** Passage follows **

After the number of innocent people who have been confined at Guantanamo becomes more widely known there will be an eventual backlash at the current excesses. Then the FBI will most likely lose a great many surveillance tools.

Thursday, December 11, 2003

Who's Afraid of Howard Dean?

From the DU. I got a real kick out of this.

The reason a Dean Presidency would be a huge disaster for the current leadership of the party is subtle but otherwise unconcealed. One need only take note of the most recent round of emails sent out by the Dean campaign to understand the danger. With an increasingly unobstructed path to the Democratic nomination ahead of him, Howard is holding out a helping hand to Congressmen in potential trouble in 2004. His activist base, unprecedented in terms of volunteer power, is likely to make a Dean victory long on coattails. The resulting shift in power could suddenly and permanently alter the face of the Democratic Party, and of course any Democrat loyal to Dean is going to be eager to toss the New Democrats out and install their own people in leadership roles.

That's why Lieberman, Daschle and the other DLC heavyweights seem so often to be singing from the same hymnal as Karl Rove and the RNC. In a sense, their interests are convergent - all of them are terrified by the idea of Howard Dean winning the Democratic nomination.

...the campaign to destroy Muskie has remained the gold standard for political smear tactics ever since.

That campaign was engineered by one Donald Segretti (who wound up doing time for distributing illegal campaign materials) and his protégé, one Karl Rove.

It's worth noting that at no time during Rove's debut caper, which was clearly designed to throw the Democratic nomination to George McGovern, did he or anyone else in Nixon's campaign say publicly "Gee, we'd sure love to run against George McGovern." You see, that would have been really dumb.

So, Dear Reader, let us consider two possibilities. Either Karl Rove has developed a Dubyaesque case of the deep-down stupids since sabotaging the 1972 Democratic Primary, or he's trying to do the same thing to Howard Dean that he did to Ed Muskie so many years ago. I leave the final decision up to you.


Shafted

Get Griles:

"When the oil, coal and gas industries poured millions of dollars into George W. Bush's presidential campaign, J. Steven Griles was exactly what they were paying for. He's a perfect embodiment of the Bush administration's 'never met an energy company we didn't like' stance -- and its revolving-door connection between an industry eager to slip free of government rules and a government eager to betray the public good. But then it's no surprise someone like Griles would receive a warm embrace from the Bush team; after all, it is packed to the brim with energy-industry insiders -- from National Security Advisor Condoleezza Rice to Vice President Dick Cheney to President Bush himself."

** End of Passage **
** Data extract follows **

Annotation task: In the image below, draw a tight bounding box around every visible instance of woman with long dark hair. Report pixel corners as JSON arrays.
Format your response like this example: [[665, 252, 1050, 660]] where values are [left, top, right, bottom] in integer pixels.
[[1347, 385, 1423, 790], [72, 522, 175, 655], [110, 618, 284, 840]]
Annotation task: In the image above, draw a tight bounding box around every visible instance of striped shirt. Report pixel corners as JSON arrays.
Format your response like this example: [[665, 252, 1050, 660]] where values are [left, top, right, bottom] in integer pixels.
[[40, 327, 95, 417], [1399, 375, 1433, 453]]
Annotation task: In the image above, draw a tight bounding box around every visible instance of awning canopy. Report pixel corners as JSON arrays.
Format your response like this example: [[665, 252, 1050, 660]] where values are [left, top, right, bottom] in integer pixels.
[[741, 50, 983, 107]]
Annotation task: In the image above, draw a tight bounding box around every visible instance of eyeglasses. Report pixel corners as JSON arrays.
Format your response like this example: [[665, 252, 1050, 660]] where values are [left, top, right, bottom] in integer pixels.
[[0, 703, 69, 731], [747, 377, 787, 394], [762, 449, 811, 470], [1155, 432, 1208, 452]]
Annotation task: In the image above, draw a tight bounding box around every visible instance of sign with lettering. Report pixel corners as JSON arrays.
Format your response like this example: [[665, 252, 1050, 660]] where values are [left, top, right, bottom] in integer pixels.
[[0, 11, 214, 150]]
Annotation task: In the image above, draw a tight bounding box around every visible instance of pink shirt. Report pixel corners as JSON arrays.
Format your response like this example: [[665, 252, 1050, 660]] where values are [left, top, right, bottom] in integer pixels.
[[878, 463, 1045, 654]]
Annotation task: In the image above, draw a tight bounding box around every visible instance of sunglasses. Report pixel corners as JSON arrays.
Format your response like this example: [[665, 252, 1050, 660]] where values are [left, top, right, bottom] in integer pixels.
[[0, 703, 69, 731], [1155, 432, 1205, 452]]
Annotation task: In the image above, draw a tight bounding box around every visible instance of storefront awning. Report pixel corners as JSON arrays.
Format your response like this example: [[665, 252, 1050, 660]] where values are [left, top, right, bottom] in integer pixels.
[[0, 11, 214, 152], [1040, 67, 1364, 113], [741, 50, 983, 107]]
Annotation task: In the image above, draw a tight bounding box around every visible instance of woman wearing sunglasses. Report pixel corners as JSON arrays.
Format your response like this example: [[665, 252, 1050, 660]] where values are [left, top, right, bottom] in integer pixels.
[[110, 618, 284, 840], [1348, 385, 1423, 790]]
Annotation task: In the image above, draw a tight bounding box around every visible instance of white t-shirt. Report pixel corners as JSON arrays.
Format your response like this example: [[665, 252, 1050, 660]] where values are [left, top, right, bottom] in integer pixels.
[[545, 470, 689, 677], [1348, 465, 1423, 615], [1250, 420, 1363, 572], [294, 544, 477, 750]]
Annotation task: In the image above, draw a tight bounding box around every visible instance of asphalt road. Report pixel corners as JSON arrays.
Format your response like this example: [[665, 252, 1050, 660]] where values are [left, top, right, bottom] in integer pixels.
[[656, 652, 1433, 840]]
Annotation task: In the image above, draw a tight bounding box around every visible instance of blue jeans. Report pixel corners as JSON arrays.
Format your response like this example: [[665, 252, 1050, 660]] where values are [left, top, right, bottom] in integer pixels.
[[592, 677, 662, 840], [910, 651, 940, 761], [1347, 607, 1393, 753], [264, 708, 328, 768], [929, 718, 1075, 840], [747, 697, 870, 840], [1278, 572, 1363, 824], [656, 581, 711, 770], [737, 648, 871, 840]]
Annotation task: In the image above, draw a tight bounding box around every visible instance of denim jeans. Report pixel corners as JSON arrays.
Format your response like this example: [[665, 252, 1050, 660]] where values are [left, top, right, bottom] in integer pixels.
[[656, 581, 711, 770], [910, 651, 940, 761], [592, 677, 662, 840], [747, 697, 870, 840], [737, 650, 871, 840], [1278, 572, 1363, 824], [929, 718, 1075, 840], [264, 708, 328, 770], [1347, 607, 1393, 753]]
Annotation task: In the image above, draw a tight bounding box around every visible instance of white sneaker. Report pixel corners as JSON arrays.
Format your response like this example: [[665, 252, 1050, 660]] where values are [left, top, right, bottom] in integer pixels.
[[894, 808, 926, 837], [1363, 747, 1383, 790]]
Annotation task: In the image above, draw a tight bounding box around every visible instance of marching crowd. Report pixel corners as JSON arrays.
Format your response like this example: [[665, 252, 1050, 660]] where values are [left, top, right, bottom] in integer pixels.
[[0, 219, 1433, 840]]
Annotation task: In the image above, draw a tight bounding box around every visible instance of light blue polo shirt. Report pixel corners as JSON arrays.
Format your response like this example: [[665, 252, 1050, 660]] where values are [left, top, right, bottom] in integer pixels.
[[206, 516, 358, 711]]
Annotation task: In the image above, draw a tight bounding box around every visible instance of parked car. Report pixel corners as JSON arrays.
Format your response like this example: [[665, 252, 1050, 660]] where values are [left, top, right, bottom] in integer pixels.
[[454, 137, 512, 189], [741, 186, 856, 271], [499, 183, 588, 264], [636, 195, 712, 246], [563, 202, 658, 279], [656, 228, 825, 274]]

** End of Data extract **

Requirement: Write out the passage from "That campaign was" to "one Karl Rove.", swapping "engineered" for "orchestrated".

Solution to this task:
That campaign was orchestrated by one Donald Segretti (who wound up doing time for distributing illegal campaign materials) and his protégé, one Karl Rove.